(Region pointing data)
________________________________________

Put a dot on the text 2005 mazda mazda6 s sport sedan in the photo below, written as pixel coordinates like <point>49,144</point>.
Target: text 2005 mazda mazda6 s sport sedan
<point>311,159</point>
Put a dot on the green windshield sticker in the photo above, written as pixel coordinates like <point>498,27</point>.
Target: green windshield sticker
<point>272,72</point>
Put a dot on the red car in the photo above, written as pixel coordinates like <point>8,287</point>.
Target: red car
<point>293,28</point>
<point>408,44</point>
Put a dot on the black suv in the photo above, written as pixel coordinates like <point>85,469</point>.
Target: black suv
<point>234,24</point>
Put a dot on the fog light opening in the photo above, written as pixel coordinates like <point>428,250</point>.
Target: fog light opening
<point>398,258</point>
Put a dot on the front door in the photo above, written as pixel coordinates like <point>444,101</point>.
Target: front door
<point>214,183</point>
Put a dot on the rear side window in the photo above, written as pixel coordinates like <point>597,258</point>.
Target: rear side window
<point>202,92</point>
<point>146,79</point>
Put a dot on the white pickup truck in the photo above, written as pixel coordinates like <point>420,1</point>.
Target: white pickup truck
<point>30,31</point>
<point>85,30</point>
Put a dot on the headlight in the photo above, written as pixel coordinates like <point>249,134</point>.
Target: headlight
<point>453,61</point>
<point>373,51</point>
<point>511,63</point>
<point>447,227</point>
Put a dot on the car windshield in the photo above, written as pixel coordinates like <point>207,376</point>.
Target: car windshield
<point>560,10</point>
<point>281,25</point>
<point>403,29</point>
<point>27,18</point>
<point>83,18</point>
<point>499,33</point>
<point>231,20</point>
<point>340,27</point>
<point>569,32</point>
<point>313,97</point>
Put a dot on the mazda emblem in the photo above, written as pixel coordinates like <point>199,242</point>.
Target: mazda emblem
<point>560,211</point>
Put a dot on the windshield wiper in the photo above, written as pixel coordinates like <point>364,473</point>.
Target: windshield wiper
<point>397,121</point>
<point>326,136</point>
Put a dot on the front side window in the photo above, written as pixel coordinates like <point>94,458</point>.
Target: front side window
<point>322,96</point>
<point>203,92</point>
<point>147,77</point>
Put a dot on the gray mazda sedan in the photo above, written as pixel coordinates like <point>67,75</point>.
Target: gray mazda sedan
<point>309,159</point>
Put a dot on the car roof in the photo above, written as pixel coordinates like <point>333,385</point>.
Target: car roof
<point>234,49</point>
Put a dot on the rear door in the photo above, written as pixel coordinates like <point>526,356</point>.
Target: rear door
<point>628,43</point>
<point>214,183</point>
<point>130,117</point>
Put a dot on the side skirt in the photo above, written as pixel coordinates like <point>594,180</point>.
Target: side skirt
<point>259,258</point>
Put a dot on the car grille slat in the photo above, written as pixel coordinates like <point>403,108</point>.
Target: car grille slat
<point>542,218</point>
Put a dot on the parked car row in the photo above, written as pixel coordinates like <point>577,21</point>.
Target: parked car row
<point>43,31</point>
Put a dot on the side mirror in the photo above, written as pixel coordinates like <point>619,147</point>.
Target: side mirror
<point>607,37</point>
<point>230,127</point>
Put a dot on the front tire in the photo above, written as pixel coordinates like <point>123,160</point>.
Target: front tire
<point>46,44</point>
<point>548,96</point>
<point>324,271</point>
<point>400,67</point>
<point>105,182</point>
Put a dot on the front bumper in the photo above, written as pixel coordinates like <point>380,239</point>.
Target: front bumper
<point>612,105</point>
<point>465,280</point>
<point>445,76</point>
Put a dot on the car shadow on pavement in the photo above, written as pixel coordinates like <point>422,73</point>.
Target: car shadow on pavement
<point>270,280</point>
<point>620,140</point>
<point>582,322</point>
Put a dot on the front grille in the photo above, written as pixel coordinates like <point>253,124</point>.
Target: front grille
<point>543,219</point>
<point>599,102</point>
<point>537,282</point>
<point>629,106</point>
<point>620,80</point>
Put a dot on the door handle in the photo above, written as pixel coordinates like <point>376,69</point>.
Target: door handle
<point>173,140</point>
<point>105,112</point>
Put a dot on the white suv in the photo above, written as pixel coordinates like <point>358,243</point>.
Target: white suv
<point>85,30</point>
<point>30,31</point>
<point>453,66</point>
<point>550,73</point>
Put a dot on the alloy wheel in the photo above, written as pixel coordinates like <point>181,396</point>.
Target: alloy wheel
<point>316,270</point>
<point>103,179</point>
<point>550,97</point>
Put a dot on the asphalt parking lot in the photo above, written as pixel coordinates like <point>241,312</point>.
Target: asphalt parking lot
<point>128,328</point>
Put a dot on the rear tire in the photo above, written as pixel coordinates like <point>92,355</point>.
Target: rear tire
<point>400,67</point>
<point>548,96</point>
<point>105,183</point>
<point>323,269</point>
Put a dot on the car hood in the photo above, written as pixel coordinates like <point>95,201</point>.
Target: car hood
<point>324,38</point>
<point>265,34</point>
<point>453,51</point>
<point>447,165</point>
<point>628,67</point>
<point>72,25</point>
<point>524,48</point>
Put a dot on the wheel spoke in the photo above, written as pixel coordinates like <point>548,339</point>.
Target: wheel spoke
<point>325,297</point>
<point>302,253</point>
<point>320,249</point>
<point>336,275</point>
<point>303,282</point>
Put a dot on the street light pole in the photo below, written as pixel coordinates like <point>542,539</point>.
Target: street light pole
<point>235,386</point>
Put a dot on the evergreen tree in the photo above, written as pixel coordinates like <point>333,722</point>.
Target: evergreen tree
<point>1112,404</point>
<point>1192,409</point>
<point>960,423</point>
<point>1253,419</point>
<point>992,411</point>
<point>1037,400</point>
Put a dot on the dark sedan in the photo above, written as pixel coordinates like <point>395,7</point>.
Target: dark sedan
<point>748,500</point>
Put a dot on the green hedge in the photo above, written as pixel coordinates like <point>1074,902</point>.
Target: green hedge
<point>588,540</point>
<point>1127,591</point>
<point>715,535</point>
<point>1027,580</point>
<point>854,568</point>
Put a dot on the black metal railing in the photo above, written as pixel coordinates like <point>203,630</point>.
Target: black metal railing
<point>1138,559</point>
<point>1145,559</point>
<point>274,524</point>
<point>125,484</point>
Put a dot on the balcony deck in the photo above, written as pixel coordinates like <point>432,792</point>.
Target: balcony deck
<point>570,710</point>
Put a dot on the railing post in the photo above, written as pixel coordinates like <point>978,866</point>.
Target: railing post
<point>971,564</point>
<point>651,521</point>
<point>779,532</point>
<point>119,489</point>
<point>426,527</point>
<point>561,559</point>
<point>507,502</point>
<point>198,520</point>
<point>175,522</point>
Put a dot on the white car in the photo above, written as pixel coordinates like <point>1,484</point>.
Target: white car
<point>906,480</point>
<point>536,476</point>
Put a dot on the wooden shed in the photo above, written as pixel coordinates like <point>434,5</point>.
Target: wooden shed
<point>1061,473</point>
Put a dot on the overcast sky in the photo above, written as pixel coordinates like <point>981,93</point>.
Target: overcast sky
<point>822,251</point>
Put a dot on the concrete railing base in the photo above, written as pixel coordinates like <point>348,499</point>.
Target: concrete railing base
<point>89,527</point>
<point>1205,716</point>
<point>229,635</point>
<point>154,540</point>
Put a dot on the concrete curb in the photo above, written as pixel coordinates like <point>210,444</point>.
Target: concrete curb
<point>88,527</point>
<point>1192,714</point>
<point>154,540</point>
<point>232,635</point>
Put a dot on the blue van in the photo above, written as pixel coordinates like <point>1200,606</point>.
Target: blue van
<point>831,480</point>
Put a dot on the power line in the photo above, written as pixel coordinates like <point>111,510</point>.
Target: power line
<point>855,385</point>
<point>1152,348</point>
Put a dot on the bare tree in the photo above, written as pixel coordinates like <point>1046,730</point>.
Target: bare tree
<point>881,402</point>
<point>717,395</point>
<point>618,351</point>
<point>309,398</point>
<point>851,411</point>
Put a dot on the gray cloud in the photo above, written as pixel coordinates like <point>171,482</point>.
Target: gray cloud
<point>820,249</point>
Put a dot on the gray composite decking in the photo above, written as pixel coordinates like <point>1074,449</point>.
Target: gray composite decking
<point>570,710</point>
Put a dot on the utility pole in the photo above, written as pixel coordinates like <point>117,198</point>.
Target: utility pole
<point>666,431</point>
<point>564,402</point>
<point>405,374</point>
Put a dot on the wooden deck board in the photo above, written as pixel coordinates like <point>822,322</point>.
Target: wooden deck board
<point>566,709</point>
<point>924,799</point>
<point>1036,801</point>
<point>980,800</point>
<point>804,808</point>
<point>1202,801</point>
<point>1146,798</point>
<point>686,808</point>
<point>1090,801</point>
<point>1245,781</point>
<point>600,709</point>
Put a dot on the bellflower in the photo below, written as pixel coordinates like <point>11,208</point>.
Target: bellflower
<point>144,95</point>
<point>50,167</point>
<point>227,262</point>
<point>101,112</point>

________________________________________

What you should do:
Please go through the data above and copy each line that has the word "below".

Reply to the task:
Put a dot on the text 2005 mazda mazda6 s sport sedan in the photo below, written as pixel coordinates like <point>49,144</point>.
Put a dot on the street light pole in the photo below, written as pixel coordinates like <point>542,539</point>.
Put a dot on the bellflower in the photo below, written as pixel coordinates like <point>11,208</point>.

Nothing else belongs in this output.